**GOAL**:
List every line in the data below that contains the word "camp", matching case exactly.
--------
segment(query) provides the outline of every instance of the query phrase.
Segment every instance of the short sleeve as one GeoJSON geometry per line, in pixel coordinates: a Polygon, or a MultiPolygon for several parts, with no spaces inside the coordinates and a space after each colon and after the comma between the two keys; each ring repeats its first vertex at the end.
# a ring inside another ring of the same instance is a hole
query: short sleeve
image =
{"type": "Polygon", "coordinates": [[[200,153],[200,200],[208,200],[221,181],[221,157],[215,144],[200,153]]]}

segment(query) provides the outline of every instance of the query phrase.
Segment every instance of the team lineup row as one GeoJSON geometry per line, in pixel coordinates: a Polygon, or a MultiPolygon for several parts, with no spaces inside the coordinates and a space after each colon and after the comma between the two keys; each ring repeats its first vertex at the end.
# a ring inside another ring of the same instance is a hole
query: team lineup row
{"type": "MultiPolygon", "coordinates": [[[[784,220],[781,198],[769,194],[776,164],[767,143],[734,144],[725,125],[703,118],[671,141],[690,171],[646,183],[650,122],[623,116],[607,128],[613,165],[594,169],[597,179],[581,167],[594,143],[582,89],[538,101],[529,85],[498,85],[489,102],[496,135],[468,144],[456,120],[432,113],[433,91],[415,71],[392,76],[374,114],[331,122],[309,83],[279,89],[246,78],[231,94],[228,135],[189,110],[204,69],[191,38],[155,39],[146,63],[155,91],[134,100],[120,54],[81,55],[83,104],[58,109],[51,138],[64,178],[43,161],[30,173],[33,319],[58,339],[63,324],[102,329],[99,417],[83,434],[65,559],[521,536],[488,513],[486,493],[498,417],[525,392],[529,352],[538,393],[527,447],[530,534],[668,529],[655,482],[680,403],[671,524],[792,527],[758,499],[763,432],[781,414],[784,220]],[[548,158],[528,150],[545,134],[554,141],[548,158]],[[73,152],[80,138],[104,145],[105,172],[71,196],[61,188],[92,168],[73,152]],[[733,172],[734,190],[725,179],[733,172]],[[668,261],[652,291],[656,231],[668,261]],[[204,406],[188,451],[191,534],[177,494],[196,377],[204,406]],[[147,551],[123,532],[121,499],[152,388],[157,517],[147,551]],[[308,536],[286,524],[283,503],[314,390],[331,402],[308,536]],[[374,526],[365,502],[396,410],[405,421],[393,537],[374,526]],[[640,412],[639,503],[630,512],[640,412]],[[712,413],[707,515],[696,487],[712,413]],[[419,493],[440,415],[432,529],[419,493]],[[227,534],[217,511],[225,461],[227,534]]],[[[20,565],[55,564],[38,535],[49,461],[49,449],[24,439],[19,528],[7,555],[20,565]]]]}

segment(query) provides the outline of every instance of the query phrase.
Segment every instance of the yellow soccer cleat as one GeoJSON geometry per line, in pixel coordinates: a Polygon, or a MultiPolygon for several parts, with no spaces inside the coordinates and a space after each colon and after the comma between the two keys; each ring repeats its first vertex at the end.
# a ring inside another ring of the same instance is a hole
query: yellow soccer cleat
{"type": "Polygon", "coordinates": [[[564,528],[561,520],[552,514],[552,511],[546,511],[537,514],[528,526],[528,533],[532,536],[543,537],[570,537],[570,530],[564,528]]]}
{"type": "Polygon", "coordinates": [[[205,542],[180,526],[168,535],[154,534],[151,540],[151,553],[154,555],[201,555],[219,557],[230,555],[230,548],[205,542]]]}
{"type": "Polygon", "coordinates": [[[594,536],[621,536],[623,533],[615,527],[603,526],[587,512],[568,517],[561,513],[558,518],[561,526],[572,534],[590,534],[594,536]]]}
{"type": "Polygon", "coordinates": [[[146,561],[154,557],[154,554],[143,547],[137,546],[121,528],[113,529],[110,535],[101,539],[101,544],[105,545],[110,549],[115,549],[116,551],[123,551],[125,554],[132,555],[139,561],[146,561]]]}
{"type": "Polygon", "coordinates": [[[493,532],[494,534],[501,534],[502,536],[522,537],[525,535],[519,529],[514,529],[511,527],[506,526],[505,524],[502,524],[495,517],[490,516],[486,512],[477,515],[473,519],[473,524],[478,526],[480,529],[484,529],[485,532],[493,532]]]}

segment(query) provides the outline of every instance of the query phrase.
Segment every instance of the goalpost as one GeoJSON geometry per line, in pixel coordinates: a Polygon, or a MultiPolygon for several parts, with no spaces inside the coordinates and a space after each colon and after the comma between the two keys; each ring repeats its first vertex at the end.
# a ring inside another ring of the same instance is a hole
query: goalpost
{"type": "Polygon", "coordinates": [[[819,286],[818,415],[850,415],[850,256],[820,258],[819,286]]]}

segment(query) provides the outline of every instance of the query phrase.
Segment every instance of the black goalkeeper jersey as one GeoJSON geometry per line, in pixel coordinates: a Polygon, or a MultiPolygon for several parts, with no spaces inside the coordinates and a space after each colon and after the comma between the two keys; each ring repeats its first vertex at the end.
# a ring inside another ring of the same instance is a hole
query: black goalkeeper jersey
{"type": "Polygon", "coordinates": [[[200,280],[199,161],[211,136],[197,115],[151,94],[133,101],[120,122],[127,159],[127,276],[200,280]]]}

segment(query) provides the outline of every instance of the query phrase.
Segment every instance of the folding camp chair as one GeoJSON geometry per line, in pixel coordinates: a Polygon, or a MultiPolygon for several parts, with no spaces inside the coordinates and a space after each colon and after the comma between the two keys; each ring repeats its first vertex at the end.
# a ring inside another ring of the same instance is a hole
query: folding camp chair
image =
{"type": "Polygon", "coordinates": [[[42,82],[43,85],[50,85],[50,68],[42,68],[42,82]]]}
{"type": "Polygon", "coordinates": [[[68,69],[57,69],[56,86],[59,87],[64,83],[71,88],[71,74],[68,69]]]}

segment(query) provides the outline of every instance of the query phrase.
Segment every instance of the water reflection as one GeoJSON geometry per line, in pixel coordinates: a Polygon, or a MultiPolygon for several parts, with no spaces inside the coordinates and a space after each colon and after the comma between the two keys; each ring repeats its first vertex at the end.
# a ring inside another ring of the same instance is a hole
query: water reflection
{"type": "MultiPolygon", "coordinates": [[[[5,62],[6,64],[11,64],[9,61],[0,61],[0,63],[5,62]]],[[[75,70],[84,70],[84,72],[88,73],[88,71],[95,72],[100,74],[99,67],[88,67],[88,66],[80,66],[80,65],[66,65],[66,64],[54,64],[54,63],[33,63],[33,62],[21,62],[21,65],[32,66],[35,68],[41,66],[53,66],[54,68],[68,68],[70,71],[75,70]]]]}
--------
**SOLVED EXERCISE**:
Segment every instance of the folding camp chair as one GeoJSON geometry per line, in pixel coordinates: a Polygon, or a MultiPolygon for several parts, with no spaces inside the coordinates and a space after each colon and after the comma between the two keys; each ring repeats its first vertex at the end.
query: folding camp chair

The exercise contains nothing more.